++++ Supplied records ++++

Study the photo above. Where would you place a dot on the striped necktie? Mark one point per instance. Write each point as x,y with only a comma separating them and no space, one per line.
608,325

++++
++++ Supplied records ++++

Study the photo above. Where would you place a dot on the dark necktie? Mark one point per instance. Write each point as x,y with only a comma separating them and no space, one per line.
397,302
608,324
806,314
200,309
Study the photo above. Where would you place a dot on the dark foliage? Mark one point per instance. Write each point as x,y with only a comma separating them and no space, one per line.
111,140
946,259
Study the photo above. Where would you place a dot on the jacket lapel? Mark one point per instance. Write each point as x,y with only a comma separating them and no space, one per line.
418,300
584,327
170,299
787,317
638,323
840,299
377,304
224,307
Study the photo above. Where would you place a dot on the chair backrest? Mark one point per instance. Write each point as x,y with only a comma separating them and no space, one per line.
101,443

++++

§ **Task objective**: Count the lines in the records above that contain the word "comma". Give only the number.

§ **Output of the exercise**: 5